EXERCISE PASSAGE:
Showing posts with label brian cowen. Show all posts
Showing posts with label brian cowen. Show all posts

Thursday, April 23, 2009

The political and the human-reflections on demotion of John













Tonight is a difficult one for John McGuinness TD, a political adversary in our constituency who has not been reappointed to a Junior Ministry by Taoiseach Brian Cowen TD. On a human level this is a difficult time for John, his wife Margaret and all the McGuinness family, including my council colleague and opponent in the forthcoming local elections, Andrew. It is never easy to lose a position which you feel you have secured on merit, and one in which you have worked hard and in which you feel you have done well.

It is also a frustrating time for the McGuinness half of the Fianna Fáil team in Kilkenny who thought that by succeeding in topping the poll in 2007, and in the process, helping to deliver three seats out of five that enough had been done to secure the first step on the ministerial ladder for a politician who is, without a shadow of a doubt, bright and articulate. Indeed the McGuinness lieutenant on the Borough Council, Cllr. Joe Reidy tonight said on local radio that the step to a senior ministry was one they thought would happen sooner rather than later. Those of us of all political persuasions hoped that a senior ministry would come to Kilkenny sooner rather than later, as it is now twenty seven years since we had that honour and all it brings with it.

On a political level however, I have had my differences with John McGuinness. I believe his attacks on public servants in last year's Sunday Independent interview were wrong and unfair, but as the 'pension levy' or public service tax as it should be called has proven, many in his own party agree, including the Minister for Finance and the Taoiseach.

John believes in his right to speak out, but it is the ability to attack Government decisions which your party made and which you walked through the Dáil lobbies to vote for, which I and a huge number of the voters I am meeting on the doorstep find hardest to take.

When John announced on KCLR local radio on the morning of the latest budget that the Government 'had made a bags of the last budget', he failed to mention that he had voted for it and also robustly defended it in the local and national media.

John was defiant tonight on national television stating that he had 'not been elected to the Dáil to leave his brain outside the door'. With this we all agree, but we will continue to demand that he and every Fianna Fáil TD in Carlow/Kilkenny and in the country accept their responsibility for and are held accountable for things like axing the Christmas bonus for pensioners and social welfare recipients, increasing class sizes, hatcheting services in hospitals and health clinics, abandoning the Fair Deal for those in nursing homes etc. etc. etc. and of course standing over policies which have ended up with hundreds of thousands of people losing their jobs.

If we didn't I'm sure John would be disappointed that we, like him, didn't use our brains and speak out to defend the weakest in our society who are being made pay for the sins of the free-market nonsense which his party has made such a boast of championing.

Thursday, January 15, 2009

Nationalising the banks comrades- Sure tis a great thing altogether now!

WHAT IS BEING ASKED:
List every person named in the blog post about John McGuinness's demotion.

Recorded data:
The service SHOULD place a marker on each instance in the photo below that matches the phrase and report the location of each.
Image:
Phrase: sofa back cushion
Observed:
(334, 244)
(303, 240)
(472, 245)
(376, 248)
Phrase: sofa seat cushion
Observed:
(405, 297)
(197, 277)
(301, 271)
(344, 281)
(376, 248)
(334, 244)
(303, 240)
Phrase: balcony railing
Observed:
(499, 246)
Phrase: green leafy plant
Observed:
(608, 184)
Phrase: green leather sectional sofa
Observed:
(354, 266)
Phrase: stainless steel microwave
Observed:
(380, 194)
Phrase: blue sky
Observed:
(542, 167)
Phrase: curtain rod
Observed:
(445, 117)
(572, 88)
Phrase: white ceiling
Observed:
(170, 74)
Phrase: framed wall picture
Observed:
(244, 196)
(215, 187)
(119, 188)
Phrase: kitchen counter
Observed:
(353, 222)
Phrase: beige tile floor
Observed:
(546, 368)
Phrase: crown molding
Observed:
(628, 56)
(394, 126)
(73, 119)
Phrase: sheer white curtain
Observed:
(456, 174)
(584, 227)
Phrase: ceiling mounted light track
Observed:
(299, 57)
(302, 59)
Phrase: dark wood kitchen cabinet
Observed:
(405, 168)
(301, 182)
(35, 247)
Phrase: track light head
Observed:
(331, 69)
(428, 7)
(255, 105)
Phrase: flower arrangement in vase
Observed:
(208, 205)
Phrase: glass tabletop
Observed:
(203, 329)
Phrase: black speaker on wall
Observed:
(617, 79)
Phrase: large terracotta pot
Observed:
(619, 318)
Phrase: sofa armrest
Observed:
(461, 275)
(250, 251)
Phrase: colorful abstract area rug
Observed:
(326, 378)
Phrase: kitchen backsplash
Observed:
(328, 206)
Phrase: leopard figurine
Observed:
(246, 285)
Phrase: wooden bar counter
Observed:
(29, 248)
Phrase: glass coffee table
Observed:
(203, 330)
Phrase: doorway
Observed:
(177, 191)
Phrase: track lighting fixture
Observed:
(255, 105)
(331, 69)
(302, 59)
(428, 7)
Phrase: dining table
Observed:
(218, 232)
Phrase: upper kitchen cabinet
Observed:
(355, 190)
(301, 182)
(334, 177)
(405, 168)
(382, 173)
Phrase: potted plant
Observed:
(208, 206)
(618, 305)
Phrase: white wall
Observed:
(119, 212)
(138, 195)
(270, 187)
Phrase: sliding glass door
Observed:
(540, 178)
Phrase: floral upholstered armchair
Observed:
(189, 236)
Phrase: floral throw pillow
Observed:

TASK RESPONSE:
John McGuinness TD
Brian Cowen TD
Margaret
Andrew
Joe Reidy